# RANGE REPORT NEW XD9sc w/Pics!



## cupsz71 (Nov 19, 2007)

FINALLY! I was able to make it out to the range last night to try out the new XD9sc.

First Impressions: *WOW! IS THIS GUN IS FANTASTIC!!*

I'd done alot of research on the XD's before I made the choice to buy one, and had the chance to shoot a few as well. Every gun had pros/cons with the XD being no exception. Stories are that - stories. Everybody can have issues. But IMHP....in round #1 - this gun dimissed all of them!

I put 300rnds of Winchester 115FMJ target ammo downrange at 8-10yrds with NOT ONE missfire - mag jam - stovepipe - NOTHING! ZERO! ZIP! The gun performed flawlessly and the sights were IMO - DEAD-ON. I bench tested about 50+ rounds in to see if I was imagining it. - Nope.

I've put over 1200+ rounds thru my Beretta 92FS since Oct07' and didn't have this much success/fun in overall consistant shot placement! The XD shoots better and feels better in my hand.

So everybody wants pics:

  
  

Target#6 (orange) was my "_double tap_" experiment.

_(targets 3-5 were variations of grip/stance/one-handed and were really inconsistant so I left them out)_

*BOTTOM LINE - ME LIKES!!!!!*


----------



## Baldy (Jun 21, 2006)

Glad you got a winner there. I shoot the .45 5" verison once in awhile and it's a fine weapon. Good luck with yours.:smt023


----------



## JeffWard (Aug 24, 2007)

enjoy....

That gun is 2-3" capable at 10yds... if you are. Keep at it!


----------



## BeefyBeefo (Jan 30, 2008)

Looks great! I can't wait for my SC to get here  It needs to keep my Service company.

-Jeff-


----------

- - - - - - -

Written task A: In the rows, rewrite the stretch from the line that contains "of the **red" through the end of the rows, replacing "top-left corner" with "upper-left corner" and leaving everything else unchanged.

- - - - - - -

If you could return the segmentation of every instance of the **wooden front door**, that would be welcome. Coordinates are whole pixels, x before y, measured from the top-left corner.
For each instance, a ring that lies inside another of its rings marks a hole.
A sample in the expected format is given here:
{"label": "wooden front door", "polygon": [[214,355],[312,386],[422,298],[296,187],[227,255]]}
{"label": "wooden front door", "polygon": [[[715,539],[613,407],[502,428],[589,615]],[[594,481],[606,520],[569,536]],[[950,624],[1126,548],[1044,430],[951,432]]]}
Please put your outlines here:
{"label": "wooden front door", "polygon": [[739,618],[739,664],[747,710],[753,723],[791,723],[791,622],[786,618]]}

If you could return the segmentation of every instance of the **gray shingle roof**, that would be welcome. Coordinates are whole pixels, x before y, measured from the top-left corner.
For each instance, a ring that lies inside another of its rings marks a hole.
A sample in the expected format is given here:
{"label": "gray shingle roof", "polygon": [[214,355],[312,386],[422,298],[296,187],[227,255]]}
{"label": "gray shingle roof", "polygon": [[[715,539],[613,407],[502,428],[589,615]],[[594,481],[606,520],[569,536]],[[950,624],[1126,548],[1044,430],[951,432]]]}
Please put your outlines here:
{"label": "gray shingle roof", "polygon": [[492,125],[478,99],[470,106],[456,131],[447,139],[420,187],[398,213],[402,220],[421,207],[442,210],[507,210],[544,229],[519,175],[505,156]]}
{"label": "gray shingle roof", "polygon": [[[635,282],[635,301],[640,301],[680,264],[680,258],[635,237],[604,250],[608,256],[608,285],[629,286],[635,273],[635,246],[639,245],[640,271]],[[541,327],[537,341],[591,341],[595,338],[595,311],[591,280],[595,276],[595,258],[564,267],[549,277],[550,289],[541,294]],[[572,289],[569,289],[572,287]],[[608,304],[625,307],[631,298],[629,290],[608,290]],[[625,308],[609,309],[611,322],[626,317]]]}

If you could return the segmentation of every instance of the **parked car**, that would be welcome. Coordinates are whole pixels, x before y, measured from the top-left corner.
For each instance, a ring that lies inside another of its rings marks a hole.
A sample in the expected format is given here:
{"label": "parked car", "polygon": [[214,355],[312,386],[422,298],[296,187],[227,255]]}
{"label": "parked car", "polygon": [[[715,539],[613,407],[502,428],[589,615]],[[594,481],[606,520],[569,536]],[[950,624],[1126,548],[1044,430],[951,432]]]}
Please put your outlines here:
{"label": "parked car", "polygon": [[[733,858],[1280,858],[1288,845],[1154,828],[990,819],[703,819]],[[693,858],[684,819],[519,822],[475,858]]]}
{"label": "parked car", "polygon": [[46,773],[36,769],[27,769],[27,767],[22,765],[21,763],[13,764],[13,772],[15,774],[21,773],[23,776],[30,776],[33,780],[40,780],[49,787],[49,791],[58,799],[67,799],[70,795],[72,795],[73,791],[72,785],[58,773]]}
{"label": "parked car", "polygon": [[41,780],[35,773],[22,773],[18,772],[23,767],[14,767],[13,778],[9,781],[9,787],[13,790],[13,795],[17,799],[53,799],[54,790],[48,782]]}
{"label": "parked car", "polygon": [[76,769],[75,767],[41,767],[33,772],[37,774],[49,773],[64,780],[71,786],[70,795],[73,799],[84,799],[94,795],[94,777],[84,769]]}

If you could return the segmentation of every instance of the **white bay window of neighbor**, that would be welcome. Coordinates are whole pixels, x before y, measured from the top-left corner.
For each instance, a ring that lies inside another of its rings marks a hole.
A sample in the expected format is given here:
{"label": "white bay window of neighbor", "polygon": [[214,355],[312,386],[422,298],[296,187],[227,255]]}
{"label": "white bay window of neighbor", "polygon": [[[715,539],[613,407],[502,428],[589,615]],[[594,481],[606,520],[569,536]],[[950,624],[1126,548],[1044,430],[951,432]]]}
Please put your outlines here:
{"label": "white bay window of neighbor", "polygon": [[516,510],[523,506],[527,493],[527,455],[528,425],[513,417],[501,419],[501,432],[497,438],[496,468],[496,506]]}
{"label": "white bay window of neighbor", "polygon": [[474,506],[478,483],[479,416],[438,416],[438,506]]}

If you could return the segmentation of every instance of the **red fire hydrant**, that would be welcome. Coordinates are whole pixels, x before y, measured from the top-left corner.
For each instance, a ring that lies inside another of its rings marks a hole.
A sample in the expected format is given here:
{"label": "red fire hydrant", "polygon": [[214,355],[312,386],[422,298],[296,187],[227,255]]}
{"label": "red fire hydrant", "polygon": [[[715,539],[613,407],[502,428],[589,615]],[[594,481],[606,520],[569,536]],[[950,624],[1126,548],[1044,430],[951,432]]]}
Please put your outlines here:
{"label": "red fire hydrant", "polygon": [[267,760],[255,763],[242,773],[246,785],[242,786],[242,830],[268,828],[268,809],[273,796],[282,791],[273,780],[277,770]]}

- - - - - - -

Written task B: According to the range report thread, how many rounds of Winchester 115FMJ target ammo did the first poster fire through the new XD9sc?

Final answer A:
If you could return the segmentation of every instance of the **red fire hydrant**, that would be welcome. Coordinates are whole pixels, x before y, measured from the upper-left corner.
For each instance, a ring that lies inside another of its rings marks a hole.
A sample in the expected format is given here:
{"label": "red fire hydrant", "polygon": [[214,355],[312,386],[422,298],[296,187],[227,255]]}
{"label": "red fire hydrant", "polygon": [[[715,539],[613,407],[502,428],[589,615]],[[594,481],[606,520],[569,536]],[[950,624],[1126,548],[1044,430],[951,432]]]}
Please put your outlines here:
{"label": "red fire hydrant", "polygon": [[267,760],[255,763],[242,773],[246,785],[242,786],[242,830],[268,828],[268,809],[273,796],[282,791],[273,780],[277,770]]}

Final answer B: 300 rounds.